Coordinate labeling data
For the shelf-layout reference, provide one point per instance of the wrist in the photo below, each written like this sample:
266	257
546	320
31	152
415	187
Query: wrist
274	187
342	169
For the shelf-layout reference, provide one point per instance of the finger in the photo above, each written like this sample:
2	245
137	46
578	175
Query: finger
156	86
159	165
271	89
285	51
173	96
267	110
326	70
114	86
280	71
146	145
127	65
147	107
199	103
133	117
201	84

## Problem to work on
Give back all the data exactly as written.

## The reply
For the shelf-layout reference, provide one point per instance of the wrist in the photo below, each written like this sample:
266	257
546	320
31	152
415	187
Query: wrist
274	187
342	169
For the shelf-layout reference, provide one point per instance of the finger in the photo above, each written like this sample:
2	245
137	46
578	175
Query: finger
156	86
159	165
271	89
285	51
173	96
267	110
326	70
114	86
280	71
146	145
127	65
147	107
199	103
133	117
201	84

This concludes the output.